**What you should do:** Starting at the line containing "For the benchmark, mark every instance of the baseball" and ending at the last line of the entries below, write out every line again, requests included, shifting each x and y coordinate in the answer points by -139. Leave the requests and their sample points as they are.
— Start of Material provided —
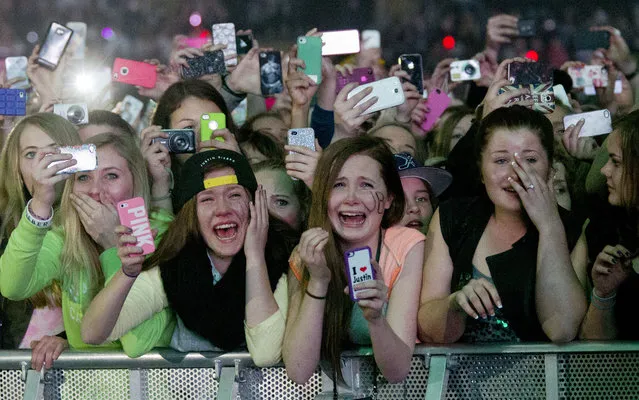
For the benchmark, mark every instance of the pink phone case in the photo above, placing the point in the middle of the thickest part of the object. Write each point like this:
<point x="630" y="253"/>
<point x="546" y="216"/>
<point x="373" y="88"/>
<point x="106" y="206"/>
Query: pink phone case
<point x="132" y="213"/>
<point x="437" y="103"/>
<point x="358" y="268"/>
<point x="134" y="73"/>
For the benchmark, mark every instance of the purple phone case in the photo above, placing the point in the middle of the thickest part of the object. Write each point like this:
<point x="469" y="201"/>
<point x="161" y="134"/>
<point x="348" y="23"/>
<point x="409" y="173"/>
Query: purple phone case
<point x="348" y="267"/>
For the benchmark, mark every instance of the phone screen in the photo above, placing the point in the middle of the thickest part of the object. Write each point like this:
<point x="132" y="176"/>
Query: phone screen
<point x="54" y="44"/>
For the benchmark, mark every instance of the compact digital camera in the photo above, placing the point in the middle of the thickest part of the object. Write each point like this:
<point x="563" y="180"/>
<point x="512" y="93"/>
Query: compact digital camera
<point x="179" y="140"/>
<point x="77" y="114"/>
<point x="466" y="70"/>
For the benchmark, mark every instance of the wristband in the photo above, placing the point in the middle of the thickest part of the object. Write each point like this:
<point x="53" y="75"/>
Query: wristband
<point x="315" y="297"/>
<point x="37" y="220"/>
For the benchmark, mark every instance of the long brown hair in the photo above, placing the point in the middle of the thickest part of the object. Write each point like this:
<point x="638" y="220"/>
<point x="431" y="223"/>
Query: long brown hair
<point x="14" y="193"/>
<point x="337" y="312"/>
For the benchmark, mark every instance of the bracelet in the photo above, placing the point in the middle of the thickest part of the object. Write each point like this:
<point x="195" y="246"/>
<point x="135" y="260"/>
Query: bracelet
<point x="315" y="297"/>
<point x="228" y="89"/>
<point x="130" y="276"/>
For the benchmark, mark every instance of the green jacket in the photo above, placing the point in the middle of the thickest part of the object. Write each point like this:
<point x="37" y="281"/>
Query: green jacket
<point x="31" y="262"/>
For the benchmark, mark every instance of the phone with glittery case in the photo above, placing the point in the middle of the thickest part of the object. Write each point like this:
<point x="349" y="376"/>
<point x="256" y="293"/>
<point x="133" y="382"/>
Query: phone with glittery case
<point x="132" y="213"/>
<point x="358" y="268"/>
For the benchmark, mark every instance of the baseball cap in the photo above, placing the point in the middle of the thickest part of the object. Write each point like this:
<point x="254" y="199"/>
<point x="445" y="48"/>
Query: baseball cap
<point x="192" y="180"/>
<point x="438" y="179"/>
— End of Material provided —
**Result of this exercise:**
For the benchmark, mark every instance of the baseball cap in the photo above, placing the point in the middle of the thickest part of the object. Write each point like this:
<point x="254" y="199"/>
<point x="445" y="48"/>
Query: baseball cap
<point x="53" y="41"/>
<point x="299" y="40"/>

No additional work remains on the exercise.